Task to complete |
Rewrite all the entries below with "bounding box" replaced by "rectangle" and everything else unchanged. Leave the pictures out of your answer.

Rows from a box labeling dataset:
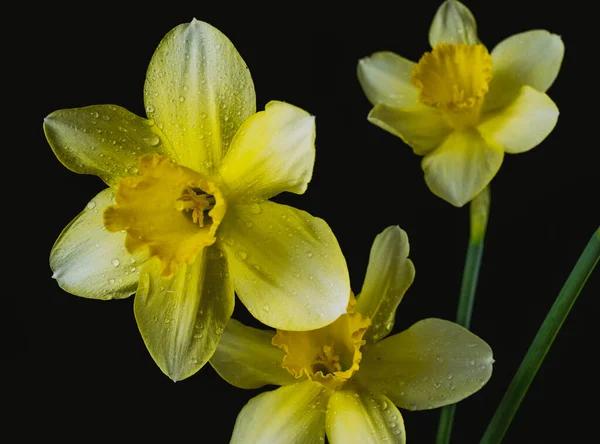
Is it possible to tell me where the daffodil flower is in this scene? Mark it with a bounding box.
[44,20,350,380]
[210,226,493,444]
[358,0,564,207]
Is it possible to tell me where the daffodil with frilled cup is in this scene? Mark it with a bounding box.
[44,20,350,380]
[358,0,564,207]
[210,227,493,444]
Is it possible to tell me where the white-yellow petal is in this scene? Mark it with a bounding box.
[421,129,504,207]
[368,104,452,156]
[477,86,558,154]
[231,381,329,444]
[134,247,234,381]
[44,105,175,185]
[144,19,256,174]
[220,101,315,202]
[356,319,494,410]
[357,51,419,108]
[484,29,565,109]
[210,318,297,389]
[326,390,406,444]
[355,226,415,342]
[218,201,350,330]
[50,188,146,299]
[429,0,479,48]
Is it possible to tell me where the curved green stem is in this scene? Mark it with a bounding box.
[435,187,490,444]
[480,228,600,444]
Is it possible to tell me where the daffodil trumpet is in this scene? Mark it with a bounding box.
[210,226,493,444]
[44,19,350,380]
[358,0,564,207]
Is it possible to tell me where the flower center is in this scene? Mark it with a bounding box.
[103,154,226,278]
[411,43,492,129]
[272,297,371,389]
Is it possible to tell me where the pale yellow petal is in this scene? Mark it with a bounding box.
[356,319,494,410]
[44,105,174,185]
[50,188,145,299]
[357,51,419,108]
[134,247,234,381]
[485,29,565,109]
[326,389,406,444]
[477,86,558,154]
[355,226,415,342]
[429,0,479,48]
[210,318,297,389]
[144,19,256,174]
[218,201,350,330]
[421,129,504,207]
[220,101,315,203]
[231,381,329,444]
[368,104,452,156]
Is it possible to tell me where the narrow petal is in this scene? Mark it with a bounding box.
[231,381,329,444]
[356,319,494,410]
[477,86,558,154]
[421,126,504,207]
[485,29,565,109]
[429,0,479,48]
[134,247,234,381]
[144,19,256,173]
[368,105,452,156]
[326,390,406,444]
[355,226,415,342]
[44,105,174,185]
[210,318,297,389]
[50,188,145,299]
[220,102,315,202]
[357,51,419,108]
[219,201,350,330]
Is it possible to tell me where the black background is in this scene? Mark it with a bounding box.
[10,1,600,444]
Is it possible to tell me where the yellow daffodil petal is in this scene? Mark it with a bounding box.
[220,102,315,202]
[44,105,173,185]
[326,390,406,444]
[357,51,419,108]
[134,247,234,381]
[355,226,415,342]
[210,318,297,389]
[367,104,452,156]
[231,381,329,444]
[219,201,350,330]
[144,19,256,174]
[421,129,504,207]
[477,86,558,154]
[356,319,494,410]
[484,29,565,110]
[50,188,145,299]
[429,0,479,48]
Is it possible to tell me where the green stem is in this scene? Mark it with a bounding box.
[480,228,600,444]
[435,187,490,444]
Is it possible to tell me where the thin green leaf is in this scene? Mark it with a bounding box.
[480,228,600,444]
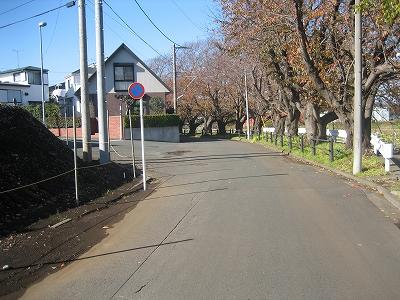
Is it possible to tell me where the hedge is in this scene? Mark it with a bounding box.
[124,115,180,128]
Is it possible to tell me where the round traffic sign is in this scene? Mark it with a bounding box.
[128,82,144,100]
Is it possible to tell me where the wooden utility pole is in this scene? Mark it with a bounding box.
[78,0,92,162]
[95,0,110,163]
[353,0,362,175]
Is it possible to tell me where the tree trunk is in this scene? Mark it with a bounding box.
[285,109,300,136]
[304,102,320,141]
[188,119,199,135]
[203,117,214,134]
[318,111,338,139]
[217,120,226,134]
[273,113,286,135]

Task answer |
Is it possible to tell me where the daffodil flower is in this scene? Mark it with a rectangle.
[44,20,350,380]
[210,226,493,444]
[358,0,564,207]
Is it possible to tell me where the daffodil with frilled cup is in this scene? Mark it with a rectangle.
[44,20,350,380]
[358,0,564,207]
[210,227,493,444]
Is it possible to tell me where the white-yellow petal is in this scene? Mark it with a rectangle.
[421,129,504,207]
[368,104,452,156]
[477,86,558,154]
[231,381,329,444]
[134,247,234,381]
[44,105,175,185]
[144,19,256,174]
[220,101,315,202]
[356,319,494,410]
[357,51,419,108]
[484,29,565,109]
[210,318,297,389]
[326,390,406,444]
[355,226,415,342]
[218,201,350,330]
[50,188,146,299]
[429,0,479,48]
Is it possible to tell me where the curved green stem is in this scene? Mark it with a rectangle.
[435,187,490,444]
[480,228,600,444]
Is it possible to tell me where the daffodil trumpet is in this scene? Mark it with a rectangle.
[210,226,493,444]
[44,19,350,380]
[358,0,564,207]
Is it possible to tell me where the flower center is in this scene? Mark it with a rectangle.
[103,154,226,278]
[411,43,492,129]
[272,297,371,389]
Is it possible to tell me where the pale yellow petal is in this scene? Mark it with a rectangle.
[356,319,494,410]
[44,105,174,185]
[50,188,145,299]
[357,51,419,108]
[134,247,234,381]
[485,29,565,109]
[326,389,406,444]
[477,86,558,154]
[355,226,415,342]
[429,0,479,48]
[210,318,297,389]
[144,19,256,174]
[218,201,350,330]
[421,129,504,207]
[220,101,315,203]
[231,381,329,444]
[368,104,452,156]
Is it possible to tell me where the narrow petal is in this scene? Mark it with a rectangle.
[231,381,329,444]
[356,319,494,410]
[477,86,558,154]
[421,126,504,207]
[485,29,565,109]
[429,0,479,48]
[134,247,234,381]
[144,19,256,173]
[368,105,452,156]
[326,390,406,444]
[355,226,415,342]
[44,105,174,185]
[210,318,297,389]
[50,188,145,299]
[220,102,315,202]
[357,51,419,108]
[219,201,350,330]
Is it possible to tell me where the black background is in this scene? Mark it with a rectangle.
[10,1,600,444]
Is it possible to tell me where the yellow daffodil petal is in this scene? Mark it with a rectangle.
[220,102,315,202]
[44,105,173,185]
[326,390,406,444]
[357,51,419,108]
[134,247,234,381]
[355,226,415,342]
[210,318,297,389]
[367,104,452,156]
[231,381,329,444]
[219,201,350,330]
[144,19,256,174]
[421,129,504,207]
[477,86,558,154]
[356,319,494,410]
[484,29,565,110]
[50,188,145,299]
[429,0,479,48]
Is it possible to tell me where the green stem is in this scene? Mark it with a rectangle.
[480,228,600,444]
[435,187,490,444]
Is it possible to tell me where the thin green leaf is in this scene? Mark it with a rectangle.
[480,228,600,444]
Is it possible to tell me where the hedge is in this scene? Mark it with a rectangle.
[124,115,180,128]
Is it possible to tell me where the round traffic sign is in this scene? Mark it with a rectangle.
[128,82,144,100]
Is it possible to tell me where the wooden utility pole is in this scene? Mark it with a rectangle.
[78,0,92,162]
[95,0,110,163]
[353,0,362,175]
Is it possible to tell me where the tree trunk is in this scene? Mark it with a rectangle.
[285,109,300,136]
[304,102,320,141]
[188,119,199,135]
[203,117,214,134]
[318,111,338,139]
[217,120,226,134]
[273,113,286,135]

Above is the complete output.